*WORK REQUEST*.
Would you please copy every line from the records that contains the word "plaid"?

*SUPPLIED INFORMATION*.
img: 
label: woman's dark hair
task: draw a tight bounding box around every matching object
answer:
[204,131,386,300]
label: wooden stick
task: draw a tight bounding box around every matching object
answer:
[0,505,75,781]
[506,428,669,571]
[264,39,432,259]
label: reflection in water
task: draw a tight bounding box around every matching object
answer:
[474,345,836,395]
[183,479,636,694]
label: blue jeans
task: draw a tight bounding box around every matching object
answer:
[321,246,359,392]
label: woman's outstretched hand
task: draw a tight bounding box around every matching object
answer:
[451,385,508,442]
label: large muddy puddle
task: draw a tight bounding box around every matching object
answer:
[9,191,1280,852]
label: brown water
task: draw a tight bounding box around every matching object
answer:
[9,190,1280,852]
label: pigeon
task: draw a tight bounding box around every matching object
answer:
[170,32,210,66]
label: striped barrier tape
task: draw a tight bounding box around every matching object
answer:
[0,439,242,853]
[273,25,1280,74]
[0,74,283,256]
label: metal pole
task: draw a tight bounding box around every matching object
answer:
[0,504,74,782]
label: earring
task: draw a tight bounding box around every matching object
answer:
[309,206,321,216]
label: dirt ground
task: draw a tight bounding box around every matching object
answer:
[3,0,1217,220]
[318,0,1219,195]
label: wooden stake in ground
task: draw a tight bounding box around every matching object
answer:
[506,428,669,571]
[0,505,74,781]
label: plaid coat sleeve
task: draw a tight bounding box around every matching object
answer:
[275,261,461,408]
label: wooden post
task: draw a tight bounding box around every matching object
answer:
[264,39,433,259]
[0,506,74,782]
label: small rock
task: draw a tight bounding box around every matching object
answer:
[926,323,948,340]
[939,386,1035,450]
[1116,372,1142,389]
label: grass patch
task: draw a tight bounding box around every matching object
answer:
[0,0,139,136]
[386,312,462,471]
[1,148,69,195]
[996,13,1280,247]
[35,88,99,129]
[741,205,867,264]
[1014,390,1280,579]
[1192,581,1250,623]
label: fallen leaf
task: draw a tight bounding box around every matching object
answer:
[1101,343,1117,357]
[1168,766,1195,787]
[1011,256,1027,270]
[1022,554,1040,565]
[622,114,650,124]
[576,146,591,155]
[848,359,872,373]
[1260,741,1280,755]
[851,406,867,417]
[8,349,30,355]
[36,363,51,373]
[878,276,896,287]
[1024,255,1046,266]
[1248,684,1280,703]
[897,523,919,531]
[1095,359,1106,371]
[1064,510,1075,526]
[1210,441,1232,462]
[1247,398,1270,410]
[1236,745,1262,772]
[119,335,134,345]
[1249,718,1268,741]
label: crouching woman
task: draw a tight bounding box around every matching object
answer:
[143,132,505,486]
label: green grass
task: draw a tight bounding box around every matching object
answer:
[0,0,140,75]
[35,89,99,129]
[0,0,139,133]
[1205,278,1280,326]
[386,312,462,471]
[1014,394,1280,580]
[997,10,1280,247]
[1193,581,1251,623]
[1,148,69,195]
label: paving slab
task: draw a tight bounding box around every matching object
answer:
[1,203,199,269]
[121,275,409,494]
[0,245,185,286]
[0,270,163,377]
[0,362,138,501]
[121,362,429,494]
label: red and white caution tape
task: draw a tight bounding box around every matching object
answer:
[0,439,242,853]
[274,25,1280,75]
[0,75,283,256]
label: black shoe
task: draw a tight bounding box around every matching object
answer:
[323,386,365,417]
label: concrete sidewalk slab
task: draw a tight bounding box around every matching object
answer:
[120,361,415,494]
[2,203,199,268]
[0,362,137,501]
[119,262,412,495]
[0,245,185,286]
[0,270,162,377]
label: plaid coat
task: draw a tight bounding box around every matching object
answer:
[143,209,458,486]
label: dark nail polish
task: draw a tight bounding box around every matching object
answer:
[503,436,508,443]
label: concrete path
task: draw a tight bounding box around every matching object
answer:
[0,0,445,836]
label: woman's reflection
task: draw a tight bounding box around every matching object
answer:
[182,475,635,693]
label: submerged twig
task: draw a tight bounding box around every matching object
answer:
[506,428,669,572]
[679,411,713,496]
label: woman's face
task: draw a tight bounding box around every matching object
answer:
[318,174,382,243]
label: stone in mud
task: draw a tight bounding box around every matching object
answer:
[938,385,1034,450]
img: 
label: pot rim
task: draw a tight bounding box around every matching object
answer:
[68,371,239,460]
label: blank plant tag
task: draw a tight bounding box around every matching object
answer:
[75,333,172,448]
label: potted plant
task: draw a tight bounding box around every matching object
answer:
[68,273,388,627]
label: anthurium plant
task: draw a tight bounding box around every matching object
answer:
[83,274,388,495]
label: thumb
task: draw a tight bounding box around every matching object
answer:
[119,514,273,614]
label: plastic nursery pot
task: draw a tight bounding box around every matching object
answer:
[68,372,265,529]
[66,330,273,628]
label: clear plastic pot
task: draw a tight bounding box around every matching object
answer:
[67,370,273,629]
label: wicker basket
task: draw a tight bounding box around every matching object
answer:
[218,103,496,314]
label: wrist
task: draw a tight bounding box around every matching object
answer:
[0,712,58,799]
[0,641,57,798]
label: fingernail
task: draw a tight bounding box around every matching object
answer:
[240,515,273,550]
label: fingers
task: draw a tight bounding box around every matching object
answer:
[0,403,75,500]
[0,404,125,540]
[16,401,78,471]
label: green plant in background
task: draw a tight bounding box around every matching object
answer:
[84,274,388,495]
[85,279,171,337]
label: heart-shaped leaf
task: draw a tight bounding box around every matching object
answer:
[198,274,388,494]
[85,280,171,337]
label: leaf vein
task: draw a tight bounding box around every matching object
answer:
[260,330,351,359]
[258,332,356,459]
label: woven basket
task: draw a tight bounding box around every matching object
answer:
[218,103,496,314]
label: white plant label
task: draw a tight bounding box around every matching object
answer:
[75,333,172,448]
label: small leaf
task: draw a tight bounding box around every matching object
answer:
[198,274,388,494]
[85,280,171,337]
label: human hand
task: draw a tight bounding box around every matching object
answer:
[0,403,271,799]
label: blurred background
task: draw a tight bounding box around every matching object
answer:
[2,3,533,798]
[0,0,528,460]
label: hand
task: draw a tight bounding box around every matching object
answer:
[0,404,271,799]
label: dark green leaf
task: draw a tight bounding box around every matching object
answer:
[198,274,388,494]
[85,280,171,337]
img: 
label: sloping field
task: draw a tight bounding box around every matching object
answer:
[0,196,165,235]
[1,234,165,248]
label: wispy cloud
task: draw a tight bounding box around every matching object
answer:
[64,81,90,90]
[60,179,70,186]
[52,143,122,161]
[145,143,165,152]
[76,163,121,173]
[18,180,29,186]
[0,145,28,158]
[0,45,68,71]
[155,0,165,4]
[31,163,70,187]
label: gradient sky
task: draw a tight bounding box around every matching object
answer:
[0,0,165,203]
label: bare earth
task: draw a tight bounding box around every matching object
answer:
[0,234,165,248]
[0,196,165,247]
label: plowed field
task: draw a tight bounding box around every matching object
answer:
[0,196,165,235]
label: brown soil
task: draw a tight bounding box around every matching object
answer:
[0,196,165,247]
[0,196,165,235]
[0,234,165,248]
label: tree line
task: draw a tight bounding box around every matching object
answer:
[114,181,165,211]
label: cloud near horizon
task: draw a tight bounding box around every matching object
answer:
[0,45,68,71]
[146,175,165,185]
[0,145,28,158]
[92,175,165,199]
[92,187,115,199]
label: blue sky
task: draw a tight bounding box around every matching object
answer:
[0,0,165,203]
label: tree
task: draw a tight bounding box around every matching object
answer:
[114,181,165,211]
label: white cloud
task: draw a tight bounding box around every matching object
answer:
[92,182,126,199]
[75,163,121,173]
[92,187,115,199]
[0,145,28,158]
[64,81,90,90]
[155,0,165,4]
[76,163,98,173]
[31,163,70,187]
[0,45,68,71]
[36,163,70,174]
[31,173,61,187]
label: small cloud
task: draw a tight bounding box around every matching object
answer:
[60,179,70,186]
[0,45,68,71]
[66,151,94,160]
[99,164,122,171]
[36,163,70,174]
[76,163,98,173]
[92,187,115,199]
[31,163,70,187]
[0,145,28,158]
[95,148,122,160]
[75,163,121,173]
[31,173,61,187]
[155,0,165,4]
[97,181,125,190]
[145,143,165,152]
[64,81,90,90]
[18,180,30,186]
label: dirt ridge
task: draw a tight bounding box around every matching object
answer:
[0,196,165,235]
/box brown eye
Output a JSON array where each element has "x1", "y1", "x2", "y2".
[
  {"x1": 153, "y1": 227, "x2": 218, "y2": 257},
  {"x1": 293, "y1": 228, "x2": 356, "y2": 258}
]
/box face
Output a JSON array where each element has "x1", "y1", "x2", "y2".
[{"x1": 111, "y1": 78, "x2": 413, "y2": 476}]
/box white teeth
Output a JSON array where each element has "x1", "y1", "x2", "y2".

*SOLUTION TO THIS TASK*.
label: plaid coat sleeve
label: plaid coat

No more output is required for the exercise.